━━━━━ Lignes de données ━━━━━

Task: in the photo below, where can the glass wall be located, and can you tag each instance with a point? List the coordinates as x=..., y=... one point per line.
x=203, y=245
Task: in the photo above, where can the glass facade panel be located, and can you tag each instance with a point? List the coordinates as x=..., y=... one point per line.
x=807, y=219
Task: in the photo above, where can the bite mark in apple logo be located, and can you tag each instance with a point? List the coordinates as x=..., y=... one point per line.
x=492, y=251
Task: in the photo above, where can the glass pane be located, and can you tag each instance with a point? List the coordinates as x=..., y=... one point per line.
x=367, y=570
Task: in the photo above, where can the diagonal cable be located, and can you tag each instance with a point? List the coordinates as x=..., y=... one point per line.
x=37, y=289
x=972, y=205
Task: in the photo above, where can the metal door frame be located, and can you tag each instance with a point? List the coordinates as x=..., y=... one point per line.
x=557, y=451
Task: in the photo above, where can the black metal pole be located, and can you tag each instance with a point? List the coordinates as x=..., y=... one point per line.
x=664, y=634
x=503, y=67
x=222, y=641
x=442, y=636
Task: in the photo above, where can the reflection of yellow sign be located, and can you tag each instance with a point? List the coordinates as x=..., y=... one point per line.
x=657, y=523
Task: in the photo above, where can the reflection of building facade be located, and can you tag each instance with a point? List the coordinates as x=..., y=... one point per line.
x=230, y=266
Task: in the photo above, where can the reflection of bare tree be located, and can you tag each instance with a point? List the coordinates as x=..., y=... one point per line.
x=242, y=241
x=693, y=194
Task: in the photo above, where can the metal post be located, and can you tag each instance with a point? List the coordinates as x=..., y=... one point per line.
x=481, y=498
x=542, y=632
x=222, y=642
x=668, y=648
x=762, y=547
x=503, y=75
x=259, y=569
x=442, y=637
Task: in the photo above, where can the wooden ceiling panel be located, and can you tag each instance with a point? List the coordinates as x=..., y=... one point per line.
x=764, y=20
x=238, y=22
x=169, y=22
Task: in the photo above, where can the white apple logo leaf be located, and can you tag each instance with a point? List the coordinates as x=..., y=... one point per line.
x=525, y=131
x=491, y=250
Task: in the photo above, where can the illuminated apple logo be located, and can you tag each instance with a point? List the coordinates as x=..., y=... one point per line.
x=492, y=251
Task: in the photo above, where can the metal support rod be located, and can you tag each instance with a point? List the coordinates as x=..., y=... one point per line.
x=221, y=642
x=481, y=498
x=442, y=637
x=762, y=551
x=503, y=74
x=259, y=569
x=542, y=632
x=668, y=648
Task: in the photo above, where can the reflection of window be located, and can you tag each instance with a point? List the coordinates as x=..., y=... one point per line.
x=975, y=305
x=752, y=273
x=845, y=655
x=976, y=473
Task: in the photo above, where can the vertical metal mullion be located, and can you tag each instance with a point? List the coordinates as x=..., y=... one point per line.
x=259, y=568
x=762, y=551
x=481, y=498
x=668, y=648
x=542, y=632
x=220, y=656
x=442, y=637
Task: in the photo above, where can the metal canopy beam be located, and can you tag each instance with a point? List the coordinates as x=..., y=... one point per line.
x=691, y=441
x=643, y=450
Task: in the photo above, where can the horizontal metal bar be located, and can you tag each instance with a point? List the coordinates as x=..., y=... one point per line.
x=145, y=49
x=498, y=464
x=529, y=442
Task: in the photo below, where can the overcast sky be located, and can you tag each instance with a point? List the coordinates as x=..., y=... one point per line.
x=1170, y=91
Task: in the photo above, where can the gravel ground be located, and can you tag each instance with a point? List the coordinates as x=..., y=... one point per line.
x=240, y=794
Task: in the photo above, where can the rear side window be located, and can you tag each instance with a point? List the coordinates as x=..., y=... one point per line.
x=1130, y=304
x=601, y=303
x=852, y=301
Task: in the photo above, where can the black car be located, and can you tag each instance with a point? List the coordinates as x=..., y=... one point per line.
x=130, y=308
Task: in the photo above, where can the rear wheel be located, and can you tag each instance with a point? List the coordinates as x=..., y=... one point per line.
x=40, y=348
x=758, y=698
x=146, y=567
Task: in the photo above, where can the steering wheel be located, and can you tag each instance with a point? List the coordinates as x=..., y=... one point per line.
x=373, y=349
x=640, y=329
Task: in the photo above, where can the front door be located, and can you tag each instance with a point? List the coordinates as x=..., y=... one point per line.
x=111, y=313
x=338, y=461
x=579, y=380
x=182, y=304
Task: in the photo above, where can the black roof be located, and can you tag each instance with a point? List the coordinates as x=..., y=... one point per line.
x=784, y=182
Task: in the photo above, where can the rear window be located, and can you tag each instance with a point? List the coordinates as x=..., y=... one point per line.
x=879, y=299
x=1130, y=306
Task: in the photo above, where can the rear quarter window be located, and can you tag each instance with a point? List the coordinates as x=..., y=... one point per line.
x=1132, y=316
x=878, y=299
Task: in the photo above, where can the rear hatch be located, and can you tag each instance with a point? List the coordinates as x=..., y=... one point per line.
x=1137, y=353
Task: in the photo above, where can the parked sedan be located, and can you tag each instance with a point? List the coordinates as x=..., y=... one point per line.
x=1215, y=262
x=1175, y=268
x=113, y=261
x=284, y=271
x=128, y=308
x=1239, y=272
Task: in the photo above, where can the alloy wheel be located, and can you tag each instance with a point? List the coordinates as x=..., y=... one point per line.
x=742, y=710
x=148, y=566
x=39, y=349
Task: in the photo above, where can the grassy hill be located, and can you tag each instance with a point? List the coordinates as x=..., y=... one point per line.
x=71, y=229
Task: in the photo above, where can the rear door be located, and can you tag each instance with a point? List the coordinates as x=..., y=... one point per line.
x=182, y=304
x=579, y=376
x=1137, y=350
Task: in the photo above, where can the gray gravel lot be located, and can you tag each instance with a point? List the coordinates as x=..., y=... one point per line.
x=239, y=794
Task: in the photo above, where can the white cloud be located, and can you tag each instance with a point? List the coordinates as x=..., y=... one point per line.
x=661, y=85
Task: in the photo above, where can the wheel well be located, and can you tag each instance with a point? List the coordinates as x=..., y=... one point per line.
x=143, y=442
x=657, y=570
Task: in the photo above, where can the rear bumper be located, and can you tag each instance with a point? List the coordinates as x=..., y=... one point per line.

━━━━━

* **Consigne à suivre**:
Pouvez-vous reprendre tout le matériel ci-dessus en substituant « tag each instance » par « mark each instance » partout, sans rien modifier d'autre ?

* **Résultat obtenu**:
Task: in the photo below, where can the glass wall be located, and can you mark each instance with a point? List the coordinates as x=..., y=... one point per line.
x=203, y=245
Task: in the photo above, where can the glass facade panel be located, and can you mark each instance with a point? List the coordinates as x=..., y=... one point per line.
x=807, y=219
Task: in the photo above, where can the bite mark in apple logo be located, and can you mark each instance with a point? List the coordinates as x=..., y=... one point per line.
x=492, y=251
Task: in the photo above, where can the glass pane be located, and can you mark each instance with a point? List the coordinates as x=..., y=... one point per line.
x=367, y=570
Task: in the photo above, where can the diagonal cable be located, and can you mark each instance with a point? List the coordinates as x=..., y=... one point per line.
x=37, y=289
x=972, y=205
Task: in the photo above, where can the metal door frame be located, and can you mark each instance with a point? List the coordinates as x=..., y=... one point per line.
x=557, y=451
Task: in the photo above, where can the black metal pole be located, and can you mark each instance with a point? List the coordinates as x=..., y=... one point per line.
x=664, y=634
x=503, y=67
x=222, y=641
x=442, y=636
Task: in the photo above, where can the reflection of yellow sign be located, and can you mark each instance with a point? List the coordinates as x=..., y=... one point per line.
x=657, y=523
Task: in the photo above, where can the reflection of building facade be located, and can you mark each instance with a point? List the coordinates as x=..., y=... one point per line.
x=230, y=266
Task: in the photo above, where can the reflection of bare tree be located, and can you mark each instance with a point? List the coordinates as x=..., y=... one point per line.
x=242, y=241
x=693, y=194
Task: in the photo above, where can the metal post be located, and can you mark each instance with a point? List the coordinates as x=..., y=... one point per line.
x=481, y=498
x=542, y=632
x=222, y=642
x=668, y=648
x=762, y=547
x=503, y=75
x=259, y=569
x=442, y=637
Task: in the photo above, where can the wooden ceiling panel be located, and can you mark each instance with a point? List the coordinates as x=..., y=... one point per line.
x=764, y=20
x=238, y=22
x=169, y=22
Task: in the photo above, where can the white apple logo leaf be located, and can you mark each instance with a point? List the coordinates as x=..., y=... one point per line.
x=525, y=131
x=491, y=250
Task: in the photo above, where can the illuminated apple logo be located, and can you mark each instance with a point? List the coordinates as x=..., y=... one point per line.
x=492, y=251
Task: in the photo above, where can the metal support rod be located, and can you mark each instance with a point? List the coordinates as x=..., y=... one point per line.
x=221, y=642
x=481, y=498
x=442, y=637
x=762, y=551
x=503, y=74
x=259, y=569
x=542, y=632
x=668, y=648
Task: in the photo above, where can the reflection of window be located, and can you mark each instance with a point? List the coordinates as x=..., y=... one point per line.
x=975, y=305
x=752, y=273
x=845, y=655
x=976, y=473
Task: in the photo above, where can the vertical metal mullion be located, and can you mark each instance with a point? List the coordinates as x=..., y=... one point per line.
x=259, y=568
x=762, y=551
x=481, y=498
x=668, y=648
x=542, y=632
x=220, y=656
x=442, y=637
Task: in the photo above, where can the metal canopy beam be located, and can you mark each instance with a point? List the coordinates as x=..., y=... one point per line.
x=691, y=441
x=643, y=450
Task: in the photo above, where can the horizontal metal bar be located, and can you mark each instance with a point? List the coordinates as x=..., y=... one point per line.
x=145, y=49
x=498, y=464
x=529, y=442
Task: in the photo below, where can the overcast sky be located, and can you mark each instance with a point? List the coordinates as x=..., y=... one point per line.
x=1170, y=91
Task: in the photo above, where can the gravel ground be located, and can you mark each instance with a point? List the coordinates as x=..., y=... one point per line.
x=240, y=794
Task: in the photo above, where can the rear side window be located, and can you mark each instance with a point? List the coordinates as x=..., y=... one point per line.
x=1130, y=304
x=601, y=303
x=852, y=301
Task: in the photo above, where can the black car be located, and can you mark each instance with a point? List the coordinates as x=..., y=... one point per line.
x=130, y=308
Task: in the photo above, where can the rear wheel be located, and can you mark each instance with a point? List the coordinates as x=..., y=... one point per line.
x=40, y=348
x=758, y=698
x=146, y=567
Task: in the photo above, where can the steering wheel be located, and can you mark each instance with a point? List the coordinates as x=..., y=... one point per line.
x=373, y=349
x=640, y=329
Task: in the photo above, where can the front door be located, and can you mark each instance with a point? List the coordinates as x=..., y=... one point per line.
x=111, y=313
x=338, y=461
x=579, y=380
x=182, y=304
Task: in the photo above, where can the black roof be located, and can you mark each instance with a point? List the coordinates as x=..., y=... one point per line.
x=784, y=182
Task: in the photo above, where can the rear window be located, and can you mark each instance with a point? List the coordinates as x=..., y=... one point per line.
x=879, y=299
x=1130, y=306
Task: in the photo above, where can the rear quarter window be located, and can you mark each instance with a point? List the coordinates as x=..., y=... one point per line.
x=1132, y=316
x=878, y=299
Task: in the photo above, where can the rear hatch be located, and can you mark each instance with a point? List the coordinates as x=..., y=... one point per line.
x=1137, y=353
Task: in the photo above, where can the parked sedan be located, and can you mark each instance with a point? List the coordinates as x=..., y=... one point per line.
x=1215, y=262
x=1175, y=268
x=113, y=261
x=284, y=271
x=128, y=308
x=1239, y=272
Task: in the photo above, where can the alloy wheel be located, and can you mark each instance with a point? List the coordinates as x=..., y=... one point per line.
x=742, y=710
x=148, y=566
x=39, y=349
Task: in the photo above, where can the grassy hill be located, and can you mark each instance with a point? List the coordinates as x=..., y=... one point per line.
x=71, y=229
Task: in the photo above, where can the rear door be located, and can you mark each instance with a point? List the coordinates as x=..., y=... one point per line.
x=182, y=304
x=579, y=376
x=1137, y=350
Task: in the photo above, where can the gray gravel lot be located, and can you mark each instance with a point? List the coordinates as x=..., y=... one point per line.
x=239, y=794
Task: in the photo above, where can the white cloud be located, and can you mark each instance with a point? List the coordinates as x=..., y=... one point per line.
x=661, y=85
Task: in the photo above, where can the wheel well be located, and can you mark each instance with a point? List the coordinates as x=..., y=... one point per line.
x=143, y=442
x=657, y=570
Task: in the photo above, where can the rear bumper be located, and can you mark each instance with a point? List the coordinates as x=..., y=... one point per line.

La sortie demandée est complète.